Pull out every line of the listing that contains the word "pants", treating uppercase and lowercase as different.

--- Dataset records ---
[BEGIN]
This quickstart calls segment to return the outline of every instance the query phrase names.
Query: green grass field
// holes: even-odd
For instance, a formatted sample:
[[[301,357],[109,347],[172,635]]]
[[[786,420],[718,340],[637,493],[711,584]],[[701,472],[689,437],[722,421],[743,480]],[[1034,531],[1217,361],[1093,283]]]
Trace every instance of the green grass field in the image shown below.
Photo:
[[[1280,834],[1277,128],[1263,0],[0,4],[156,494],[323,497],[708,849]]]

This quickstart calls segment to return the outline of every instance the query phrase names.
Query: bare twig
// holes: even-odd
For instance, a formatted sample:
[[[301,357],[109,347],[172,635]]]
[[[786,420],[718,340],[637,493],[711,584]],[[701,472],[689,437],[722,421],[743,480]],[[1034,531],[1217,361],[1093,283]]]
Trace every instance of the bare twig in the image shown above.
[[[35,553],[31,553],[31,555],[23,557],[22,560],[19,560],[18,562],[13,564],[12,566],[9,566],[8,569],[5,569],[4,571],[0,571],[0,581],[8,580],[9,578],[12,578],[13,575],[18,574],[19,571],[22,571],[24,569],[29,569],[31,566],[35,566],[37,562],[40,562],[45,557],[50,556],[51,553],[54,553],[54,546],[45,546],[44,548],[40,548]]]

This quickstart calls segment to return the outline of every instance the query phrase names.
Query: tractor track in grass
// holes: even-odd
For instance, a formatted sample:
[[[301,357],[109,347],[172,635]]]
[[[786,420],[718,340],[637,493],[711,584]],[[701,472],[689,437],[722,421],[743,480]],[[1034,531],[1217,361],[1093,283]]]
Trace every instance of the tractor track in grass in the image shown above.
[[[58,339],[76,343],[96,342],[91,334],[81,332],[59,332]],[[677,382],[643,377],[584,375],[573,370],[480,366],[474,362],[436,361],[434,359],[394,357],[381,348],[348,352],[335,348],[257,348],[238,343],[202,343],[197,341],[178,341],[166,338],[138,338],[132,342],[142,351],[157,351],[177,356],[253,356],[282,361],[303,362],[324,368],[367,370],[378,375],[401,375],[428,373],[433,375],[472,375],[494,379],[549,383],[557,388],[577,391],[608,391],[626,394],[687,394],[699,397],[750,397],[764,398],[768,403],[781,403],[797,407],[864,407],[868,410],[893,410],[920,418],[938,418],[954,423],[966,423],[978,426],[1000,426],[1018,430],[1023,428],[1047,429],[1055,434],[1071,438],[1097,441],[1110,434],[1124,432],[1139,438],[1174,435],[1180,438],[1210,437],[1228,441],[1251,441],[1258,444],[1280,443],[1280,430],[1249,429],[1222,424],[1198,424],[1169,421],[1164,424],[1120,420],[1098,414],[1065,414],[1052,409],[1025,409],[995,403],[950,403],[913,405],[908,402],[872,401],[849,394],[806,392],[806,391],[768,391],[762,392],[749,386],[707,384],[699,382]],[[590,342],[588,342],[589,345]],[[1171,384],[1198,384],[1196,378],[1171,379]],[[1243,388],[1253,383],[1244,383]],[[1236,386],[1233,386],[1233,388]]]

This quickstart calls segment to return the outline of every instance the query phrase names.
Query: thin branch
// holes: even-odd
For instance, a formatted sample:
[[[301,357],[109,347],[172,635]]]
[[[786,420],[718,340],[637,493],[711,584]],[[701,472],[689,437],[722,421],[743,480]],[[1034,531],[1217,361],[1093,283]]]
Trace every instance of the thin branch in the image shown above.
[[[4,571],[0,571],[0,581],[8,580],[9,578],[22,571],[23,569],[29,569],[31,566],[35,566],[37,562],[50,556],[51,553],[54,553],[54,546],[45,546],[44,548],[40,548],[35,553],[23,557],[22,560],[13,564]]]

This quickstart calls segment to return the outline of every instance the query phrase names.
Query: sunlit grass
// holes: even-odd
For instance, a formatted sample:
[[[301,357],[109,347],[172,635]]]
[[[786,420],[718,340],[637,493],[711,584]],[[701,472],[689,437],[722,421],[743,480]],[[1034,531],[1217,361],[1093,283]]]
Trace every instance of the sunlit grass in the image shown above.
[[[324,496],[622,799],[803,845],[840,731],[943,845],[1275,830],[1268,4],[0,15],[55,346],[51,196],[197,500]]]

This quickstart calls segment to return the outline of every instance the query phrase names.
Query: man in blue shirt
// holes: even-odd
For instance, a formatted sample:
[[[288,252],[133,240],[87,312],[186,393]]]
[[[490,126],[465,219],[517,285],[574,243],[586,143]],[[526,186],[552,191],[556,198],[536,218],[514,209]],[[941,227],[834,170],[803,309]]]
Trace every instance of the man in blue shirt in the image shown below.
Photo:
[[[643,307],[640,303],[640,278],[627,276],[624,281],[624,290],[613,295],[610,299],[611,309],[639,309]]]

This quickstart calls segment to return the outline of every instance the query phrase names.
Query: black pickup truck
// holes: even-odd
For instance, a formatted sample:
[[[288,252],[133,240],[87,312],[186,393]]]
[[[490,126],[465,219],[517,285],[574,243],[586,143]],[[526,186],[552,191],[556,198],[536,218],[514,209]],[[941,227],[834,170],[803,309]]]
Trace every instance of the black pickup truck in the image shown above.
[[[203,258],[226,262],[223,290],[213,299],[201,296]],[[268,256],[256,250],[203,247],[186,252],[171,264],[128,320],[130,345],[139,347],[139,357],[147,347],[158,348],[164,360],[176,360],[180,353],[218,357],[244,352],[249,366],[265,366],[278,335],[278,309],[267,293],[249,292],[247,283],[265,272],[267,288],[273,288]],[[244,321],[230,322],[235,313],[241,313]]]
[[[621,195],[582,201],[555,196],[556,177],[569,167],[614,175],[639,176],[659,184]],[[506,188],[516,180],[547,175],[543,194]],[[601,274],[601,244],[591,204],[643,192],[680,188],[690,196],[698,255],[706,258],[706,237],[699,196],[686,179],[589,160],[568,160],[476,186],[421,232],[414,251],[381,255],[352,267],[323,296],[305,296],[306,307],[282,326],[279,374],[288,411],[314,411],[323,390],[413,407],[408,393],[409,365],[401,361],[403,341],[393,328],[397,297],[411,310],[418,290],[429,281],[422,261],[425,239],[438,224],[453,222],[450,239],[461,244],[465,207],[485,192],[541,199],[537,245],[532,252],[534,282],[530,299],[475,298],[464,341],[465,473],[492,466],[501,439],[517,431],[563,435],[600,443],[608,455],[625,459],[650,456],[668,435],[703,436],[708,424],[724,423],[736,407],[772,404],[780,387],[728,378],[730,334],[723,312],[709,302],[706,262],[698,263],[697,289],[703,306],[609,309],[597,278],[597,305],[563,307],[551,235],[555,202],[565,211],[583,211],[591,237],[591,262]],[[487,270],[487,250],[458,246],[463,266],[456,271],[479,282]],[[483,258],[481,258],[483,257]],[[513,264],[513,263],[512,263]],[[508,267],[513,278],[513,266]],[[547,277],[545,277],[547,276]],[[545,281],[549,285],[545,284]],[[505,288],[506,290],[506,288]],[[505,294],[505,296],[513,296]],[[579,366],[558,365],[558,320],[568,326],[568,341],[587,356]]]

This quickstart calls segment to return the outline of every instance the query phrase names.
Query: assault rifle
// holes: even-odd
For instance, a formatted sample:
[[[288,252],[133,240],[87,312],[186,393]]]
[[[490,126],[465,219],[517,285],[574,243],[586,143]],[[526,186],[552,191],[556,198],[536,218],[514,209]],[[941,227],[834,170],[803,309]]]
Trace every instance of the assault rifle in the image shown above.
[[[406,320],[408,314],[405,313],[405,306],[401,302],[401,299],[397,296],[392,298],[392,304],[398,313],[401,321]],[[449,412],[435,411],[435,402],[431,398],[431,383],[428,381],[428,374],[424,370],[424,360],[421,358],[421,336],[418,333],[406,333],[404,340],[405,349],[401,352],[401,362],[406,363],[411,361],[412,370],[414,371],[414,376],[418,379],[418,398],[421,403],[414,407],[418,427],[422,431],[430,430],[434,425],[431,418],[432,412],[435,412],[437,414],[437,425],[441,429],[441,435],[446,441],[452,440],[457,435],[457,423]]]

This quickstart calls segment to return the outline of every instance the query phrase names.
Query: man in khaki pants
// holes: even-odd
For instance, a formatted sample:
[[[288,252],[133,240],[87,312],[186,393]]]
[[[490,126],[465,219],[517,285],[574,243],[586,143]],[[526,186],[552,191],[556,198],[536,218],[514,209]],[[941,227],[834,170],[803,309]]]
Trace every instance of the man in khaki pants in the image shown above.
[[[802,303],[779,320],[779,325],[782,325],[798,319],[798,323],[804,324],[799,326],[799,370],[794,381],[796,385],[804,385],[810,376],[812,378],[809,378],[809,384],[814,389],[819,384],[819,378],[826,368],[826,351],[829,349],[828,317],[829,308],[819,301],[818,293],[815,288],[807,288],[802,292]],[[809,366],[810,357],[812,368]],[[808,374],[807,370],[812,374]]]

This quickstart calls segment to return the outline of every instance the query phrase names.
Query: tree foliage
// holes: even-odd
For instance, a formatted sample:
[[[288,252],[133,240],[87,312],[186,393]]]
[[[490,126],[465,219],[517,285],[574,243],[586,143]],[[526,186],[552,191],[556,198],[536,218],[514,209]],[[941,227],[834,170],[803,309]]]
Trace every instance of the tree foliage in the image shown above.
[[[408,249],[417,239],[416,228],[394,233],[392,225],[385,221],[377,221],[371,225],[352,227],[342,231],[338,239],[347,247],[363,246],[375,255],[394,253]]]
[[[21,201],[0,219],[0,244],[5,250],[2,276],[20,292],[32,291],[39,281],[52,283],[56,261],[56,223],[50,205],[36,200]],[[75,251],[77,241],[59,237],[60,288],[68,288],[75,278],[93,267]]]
[END]
--- SOLUTION FOR THIS EXERCISE ---
Query: man in khaki pants
Trace every instance of the man in khaki pants in the image shown above.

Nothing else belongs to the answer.